(Stored data entries)
****

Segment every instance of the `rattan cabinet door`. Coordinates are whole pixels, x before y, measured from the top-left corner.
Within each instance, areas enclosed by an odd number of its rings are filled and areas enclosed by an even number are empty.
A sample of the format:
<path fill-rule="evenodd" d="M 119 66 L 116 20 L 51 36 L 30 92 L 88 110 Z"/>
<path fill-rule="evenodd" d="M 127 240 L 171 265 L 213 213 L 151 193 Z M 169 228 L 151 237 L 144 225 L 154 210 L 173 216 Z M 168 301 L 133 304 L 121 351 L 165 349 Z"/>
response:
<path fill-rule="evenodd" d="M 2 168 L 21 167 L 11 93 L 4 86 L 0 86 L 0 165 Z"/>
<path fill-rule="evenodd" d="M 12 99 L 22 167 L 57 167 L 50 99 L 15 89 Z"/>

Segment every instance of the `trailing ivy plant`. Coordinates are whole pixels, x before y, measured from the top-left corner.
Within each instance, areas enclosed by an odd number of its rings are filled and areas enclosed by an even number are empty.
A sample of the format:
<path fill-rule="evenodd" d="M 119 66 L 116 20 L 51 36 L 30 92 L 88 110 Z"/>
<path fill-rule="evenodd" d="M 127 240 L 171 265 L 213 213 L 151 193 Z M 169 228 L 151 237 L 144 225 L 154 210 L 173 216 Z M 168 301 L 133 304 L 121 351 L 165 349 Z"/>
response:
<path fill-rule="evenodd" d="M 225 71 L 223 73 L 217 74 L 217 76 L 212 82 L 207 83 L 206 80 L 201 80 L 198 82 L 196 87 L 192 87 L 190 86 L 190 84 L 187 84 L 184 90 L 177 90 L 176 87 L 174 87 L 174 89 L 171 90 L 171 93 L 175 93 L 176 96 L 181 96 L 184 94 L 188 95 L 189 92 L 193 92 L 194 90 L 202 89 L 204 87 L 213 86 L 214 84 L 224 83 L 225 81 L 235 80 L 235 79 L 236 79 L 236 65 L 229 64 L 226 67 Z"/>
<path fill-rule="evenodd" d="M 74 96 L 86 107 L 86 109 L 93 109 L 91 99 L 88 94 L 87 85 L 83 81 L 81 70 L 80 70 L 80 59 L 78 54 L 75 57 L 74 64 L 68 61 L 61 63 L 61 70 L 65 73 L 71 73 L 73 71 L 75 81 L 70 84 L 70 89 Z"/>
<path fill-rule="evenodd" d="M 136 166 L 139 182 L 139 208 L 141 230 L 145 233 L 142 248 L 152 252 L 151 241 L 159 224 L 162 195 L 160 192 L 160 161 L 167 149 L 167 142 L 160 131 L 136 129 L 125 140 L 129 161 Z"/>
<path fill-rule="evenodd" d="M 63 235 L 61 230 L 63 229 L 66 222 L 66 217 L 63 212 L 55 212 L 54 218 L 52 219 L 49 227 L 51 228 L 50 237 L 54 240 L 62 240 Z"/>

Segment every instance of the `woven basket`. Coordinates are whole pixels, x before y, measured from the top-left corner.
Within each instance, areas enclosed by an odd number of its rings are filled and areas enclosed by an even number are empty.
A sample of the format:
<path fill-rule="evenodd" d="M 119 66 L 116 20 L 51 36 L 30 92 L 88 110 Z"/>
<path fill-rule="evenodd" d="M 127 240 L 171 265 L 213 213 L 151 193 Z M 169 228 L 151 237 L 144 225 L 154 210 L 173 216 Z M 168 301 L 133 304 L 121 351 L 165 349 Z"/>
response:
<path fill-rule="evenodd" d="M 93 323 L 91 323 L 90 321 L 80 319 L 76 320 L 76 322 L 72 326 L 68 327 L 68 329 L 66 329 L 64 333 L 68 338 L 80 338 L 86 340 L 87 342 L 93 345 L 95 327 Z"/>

****

[Exercise goal]
For the entries above, give only the number of lines that contain the word "before".

[Solution]
3